## ASSIGNMENT
For the listing below, count the lines that contain "person" and report only the number.

Content starts

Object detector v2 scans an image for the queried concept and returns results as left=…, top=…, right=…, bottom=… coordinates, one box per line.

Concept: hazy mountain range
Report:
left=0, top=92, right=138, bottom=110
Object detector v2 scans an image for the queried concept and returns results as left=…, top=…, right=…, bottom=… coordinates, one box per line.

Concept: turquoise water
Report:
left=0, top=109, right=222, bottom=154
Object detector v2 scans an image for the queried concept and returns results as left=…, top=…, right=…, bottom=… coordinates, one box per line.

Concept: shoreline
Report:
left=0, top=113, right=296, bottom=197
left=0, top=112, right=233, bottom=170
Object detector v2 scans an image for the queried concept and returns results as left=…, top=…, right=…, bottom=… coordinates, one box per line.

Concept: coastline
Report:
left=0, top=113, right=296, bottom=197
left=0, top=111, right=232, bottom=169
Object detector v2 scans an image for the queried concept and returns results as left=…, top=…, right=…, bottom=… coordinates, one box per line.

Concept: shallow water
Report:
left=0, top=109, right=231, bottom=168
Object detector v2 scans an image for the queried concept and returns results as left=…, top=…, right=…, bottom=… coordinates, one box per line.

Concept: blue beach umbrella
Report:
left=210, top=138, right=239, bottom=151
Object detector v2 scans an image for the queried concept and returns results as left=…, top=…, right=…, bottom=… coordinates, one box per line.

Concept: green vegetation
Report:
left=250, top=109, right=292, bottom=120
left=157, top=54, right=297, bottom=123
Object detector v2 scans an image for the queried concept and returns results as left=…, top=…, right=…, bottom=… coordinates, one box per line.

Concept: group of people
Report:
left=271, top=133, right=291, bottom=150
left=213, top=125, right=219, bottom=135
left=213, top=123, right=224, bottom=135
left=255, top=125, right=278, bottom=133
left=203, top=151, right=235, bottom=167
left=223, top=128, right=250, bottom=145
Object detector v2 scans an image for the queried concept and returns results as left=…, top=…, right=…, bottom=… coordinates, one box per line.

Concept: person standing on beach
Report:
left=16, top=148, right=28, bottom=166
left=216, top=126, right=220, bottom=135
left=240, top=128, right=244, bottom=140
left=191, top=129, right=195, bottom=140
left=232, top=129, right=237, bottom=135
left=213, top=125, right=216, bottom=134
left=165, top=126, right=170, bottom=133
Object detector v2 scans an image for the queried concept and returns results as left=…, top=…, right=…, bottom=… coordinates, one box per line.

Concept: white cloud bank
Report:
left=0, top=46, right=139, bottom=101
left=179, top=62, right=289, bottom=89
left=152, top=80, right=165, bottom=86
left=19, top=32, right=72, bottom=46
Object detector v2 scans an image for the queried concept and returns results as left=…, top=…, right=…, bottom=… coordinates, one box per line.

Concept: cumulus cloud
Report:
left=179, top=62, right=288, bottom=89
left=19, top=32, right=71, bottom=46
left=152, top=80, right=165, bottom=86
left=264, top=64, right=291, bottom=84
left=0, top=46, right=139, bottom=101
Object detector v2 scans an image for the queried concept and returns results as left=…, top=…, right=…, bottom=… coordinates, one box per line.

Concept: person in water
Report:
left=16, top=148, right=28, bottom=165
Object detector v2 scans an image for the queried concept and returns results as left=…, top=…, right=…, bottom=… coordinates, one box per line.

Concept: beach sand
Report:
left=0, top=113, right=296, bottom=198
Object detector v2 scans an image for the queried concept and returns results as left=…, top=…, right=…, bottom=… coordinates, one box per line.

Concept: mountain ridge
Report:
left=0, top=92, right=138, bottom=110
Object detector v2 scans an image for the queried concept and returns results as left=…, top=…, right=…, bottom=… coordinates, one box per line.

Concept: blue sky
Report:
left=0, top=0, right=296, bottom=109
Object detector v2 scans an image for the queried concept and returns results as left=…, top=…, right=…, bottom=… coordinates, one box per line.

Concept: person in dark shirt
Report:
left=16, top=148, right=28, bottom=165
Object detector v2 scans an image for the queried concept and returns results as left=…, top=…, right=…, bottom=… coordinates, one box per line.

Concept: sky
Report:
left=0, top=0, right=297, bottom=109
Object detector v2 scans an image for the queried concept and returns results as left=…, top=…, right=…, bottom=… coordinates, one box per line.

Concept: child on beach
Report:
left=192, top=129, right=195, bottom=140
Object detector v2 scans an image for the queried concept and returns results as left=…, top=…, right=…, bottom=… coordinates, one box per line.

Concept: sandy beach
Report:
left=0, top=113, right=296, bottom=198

Content ends

## ANSWER
3